■ **O que fazer**:
A – No texto sobre o dilema do prisioneiro, por que de nada adianta o leitor protestar a sua inocência? Responda em uma a três frases.
B – Copie do texto sobre o dilema do prisioneiro o trecho que começa nas palavras "- Se Smith confessar" e para logo depois de "Smith vai fazer.".

■ **Texto fornecido**:
■ ■ ■ ■

4.5.10

O dilema do prisioneiro

Vincent Van Gogh, Ronda dos prisioneiros (1890)

"(...) Suponha que vive numa sociedade totalitária e um dia, para sua grande surpresa, é detido e acusado de traição. A polícia afirma que tem conspirado contra o governo em conluio com um homem de nome Smith, que foi igualmente detido e está preso noutra cela. O interrogador exige a sua confissão. O leitor protesta a sua inocência; nem sequer conhece Smith. Mas isto de nada serve. Torna-se em breve claro que os seus captores não estão interessados na verdade; por razões que só eles conhecem, querem apenas condenar alguém. E propõem-lhe o acordo seguinte:
- Se Smith não confessar, mas o leitor confessar e testemunhar contra ele, será libertado. Poderá ir em liberdade, enquanto Smith, que não cooperou, ficará preso dez anos;

- Se Smith confessar e o leitor não o fizer, a situação ficará invertida - ele será libertado e o leitor condenado a dez anos;

- Se ambos confessarem, no entanto, cada um será condenado a cinco anos;

- Mas se nenhum confessar, não haverá provas suficientes para condenar qualquer dos dois. Poderão mantê-los detidos durante um ano, mas depois terão de libertá-los.

Por fim, comunicam-lhe que Smith teve a mesma proposta; mas o leitor não pode comunicar com ele e não tem maneira de saber o que Smith vai fazer.

■ ■ ■ ■

■ **Dados fornecidos**:
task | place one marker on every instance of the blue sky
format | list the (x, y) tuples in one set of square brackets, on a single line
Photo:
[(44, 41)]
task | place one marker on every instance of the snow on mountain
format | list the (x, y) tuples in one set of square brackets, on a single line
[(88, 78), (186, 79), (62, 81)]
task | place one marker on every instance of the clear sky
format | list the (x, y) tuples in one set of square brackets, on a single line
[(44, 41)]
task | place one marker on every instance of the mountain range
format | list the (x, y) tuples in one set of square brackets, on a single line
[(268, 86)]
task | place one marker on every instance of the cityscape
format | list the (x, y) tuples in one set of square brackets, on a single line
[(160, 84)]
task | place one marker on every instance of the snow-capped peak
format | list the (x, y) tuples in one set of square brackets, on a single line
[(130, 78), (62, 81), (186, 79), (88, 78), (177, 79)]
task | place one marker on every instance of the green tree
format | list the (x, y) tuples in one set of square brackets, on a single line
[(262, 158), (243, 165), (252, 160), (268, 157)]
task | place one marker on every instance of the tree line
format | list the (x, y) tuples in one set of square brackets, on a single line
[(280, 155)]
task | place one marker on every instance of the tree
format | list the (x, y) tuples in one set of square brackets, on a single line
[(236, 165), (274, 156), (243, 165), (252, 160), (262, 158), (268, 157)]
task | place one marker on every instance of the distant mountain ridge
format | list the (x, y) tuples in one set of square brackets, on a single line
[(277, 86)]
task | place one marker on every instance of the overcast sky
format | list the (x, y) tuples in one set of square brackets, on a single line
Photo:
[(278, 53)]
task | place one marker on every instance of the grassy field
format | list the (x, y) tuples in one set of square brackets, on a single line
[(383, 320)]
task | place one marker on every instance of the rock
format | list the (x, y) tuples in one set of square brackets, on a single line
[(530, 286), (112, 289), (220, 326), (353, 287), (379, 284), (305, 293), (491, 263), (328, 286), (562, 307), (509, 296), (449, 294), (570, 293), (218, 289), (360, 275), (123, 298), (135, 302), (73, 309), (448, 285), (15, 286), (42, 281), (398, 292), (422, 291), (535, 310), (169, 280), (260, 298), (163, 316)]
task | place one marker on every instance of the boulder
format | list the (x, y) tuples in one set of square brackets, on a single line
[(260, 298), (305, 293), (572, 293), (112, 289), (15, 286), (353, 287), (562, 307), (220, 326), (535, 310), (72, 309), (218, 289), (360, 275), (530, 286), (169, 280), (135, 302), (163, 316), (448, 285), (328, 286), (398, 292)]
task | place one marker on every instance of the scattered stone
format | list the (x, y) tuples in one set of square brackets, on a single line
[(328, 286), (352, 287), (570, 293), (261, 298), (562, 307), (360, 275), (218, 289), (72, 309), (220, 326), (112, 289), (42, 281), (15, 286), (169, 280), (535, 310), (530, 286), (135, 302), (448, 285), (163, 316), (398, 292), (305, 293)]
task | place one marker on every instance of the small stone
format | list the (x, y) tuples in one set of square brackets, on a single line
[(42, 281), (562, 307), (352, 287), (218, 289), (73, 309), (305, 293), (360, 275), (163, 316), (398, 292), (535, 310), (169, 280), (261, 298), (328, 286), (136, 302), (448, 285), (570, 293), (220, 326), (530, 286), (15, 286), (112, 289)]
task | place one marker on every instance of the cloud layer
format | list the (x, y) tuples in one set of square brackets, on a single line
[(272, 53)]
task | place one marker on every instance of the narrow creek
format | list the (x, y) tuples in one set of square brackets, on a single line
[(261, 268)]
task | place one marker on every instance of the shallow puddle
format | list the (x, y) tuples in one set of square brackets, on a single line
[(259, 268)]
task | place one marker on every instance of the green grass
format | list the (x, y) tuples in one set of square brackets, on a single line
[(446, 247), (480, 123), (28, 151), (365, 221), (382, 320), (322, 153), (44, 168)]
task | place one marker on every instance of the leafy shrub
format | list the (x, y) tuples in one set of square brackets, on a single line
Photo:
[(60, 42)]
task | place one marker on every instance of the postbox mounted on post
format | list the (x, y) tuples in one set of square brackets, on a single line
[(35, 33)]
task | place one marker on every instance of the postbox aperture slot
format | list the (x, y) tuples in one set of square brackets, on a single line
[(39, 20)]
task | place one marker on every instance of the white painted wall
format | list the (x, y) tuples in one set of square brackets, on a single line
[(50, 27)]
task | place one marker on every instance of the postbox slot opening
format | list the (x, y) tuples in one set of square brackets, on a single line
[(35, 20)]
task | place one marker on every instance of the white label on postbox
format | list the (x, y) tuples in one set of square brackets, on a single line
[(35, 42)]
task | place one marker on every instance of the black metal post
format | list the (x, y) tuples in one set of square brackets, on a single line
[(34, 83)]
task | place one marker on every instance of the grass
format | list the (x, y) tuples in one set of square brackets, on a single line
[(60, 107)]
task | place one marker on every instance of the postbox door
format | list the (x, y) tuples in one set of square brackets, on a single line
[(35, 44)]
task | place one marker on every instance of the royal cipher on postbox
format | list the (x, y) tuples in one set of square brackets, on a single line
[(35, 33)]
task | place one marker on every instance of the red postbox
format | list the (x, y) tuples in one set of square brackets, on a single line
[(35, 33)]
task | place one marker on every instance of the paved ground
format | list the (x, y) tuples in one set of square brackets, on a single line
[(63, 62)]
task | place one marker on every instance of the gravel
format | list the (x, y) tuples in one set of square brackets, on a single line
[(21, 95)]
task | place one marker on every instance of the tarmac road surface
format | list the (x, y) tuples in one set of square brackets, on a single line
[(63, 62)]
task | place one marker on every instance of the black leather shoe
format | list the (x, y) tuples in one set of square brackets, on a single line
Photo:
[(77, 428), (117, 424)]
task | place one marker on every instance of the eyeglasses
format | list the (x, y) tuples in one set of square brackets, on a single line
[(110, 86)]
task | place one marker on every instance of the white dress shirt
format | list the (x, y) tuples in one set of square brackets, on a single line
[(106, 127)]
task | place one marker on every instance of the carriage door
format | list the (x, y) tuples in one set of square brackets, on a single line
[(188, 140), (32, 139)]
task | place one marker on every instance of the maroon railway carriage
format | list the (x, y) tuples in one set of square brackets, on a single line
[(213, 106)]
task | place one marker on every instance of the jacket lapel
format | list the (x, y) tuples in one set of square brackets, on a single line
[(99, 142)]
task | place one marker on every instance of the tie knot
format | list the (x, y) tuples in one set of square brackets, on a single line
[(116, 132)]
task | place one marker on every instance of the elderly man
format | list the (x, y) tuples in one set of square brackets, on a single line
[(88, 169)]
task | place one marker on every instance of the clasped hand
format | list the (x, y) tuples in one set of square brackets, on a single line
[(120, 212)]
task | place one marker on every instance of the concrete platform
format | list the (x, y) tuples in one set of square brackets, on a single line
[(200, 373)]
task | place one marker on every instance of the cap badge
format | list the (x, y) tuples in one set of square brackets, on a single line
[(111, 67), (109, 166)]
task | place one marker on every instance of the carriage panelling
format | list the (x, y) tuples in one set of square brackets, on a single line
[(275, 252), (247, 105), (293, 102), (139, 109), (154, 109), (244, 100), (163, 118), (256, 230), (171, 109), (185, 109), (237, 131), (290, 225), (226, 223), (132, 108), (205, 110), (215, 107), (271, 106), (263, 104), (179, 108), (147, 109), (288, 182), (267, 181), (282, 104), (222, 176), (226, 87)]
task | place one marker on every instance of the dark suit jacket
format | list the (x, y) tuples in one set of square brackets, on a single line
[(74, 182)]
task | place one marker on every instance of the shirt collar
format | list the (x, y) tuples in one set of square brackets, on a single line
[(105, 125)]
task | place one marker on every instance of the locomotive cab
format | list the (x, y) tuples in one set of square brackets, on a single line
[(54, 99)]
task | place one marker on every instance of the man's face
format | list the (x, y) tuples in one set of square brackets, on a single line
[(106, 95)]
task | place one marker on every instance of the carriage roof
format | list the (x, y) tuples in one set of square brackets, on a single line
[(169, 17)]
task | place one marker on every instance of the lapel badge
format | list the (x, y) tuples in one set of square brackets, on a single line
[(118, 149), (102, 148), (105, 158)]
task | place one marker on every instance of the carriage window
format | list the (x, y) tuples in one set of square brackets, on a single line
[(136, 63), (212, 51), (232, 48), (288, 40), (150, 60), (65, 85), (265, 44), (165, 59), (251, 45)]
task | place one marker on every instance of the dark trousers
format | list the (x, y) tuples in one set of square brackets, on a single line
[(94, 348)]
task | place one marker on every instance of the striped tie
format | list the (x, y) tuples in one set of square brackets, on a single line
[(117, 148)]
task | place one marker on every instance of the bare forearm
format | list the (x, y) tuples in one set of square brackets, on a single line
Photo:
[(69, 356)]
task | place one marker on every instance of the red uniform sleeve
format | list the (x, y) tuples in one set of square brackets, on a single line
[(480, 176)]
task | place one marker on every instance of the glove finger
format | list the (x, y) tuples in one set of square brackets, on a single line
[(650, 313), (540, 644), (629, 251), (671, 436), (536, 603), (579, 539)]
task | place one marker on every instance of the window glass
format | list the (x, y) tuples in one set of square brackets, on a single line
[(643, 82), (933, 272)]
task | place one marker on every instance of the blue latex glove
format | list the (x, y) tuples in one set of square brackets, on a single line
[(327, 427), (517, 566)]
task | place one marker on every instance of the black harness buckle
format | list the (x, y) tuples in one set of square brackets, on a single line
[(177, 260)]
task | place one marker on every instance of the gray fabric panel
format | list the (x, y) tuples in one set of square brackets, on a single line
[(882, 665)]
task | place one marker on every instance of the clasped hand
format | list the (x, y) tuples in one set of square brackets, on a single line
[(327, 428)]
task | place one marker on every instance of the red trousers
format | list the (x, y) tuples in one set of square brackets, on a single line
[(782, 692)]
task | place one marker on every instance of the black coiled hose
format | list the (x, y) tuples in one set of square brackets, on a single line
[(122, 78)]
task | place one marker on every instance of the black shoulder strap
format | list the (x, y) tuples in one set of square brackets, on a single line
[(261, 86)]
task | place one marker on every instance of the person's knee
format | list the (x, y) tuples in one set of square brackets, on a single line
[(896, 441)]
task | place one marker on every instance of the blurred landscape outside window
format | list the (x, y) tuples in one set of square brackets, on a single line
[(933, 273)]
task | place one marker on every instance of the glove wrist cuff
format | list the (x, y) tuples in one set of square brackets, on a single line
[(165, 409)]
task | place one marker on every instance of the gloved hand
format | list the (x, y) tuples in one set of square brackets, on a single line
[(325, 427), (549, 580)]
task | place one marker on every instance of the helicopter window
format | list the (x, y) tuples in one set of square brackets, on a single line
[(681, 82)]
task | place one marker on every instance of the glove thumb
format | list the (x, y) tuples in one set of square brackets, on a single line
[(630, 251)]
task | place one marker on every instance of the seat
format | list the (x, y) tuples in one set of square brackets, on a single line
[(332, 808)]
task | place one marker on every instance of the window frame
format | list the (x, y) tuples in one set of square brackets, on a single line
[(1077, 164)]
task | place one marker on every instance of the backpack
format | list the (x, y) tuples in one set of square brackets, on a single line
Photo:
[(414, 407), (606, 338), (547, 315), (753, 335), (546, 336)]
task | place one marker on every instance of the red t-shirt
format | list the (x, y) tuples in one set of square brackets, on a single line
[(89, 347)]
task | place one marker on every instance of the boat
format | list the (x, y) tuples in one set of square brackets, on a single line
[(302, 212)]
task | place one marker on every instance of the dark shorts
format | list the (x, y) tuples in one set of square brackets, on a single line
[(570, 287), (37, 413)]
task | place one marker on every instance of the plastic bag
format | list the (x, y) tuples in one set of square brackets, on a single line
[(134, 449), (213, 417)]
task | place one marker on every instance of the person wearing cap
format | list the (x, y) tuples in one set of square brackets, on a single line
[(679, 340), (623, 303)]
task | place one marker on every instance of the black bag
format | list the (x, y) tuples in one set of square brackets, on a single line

■ ■ ■ ■

■ **Respostas por ordem**:
A – De nada adianta porque os captores não estão interessados na verdade. Por razões que só eles conhecem, querem apenas condenar alguém.

B –
- Se Smith confessar e o leitor não o fizer, a situação ficará invertida - ele será libertado e o leitor condenado a dez anos;

- Se ambos confessarem, no entanto, cada um será condenado a cinco anos;

- Mas se nenhum confessar, não haverá provas suficientes para condenar qualquer dos dois. Poderão mantê-los detidos durante um ano, mas depois terão de libertá-los.

Por fim, comunicam-lhe que Smith teve a mesma proposta; mas o leitor não pode comunicar com ele e não tem maneira de saber o que Smith vai fazer.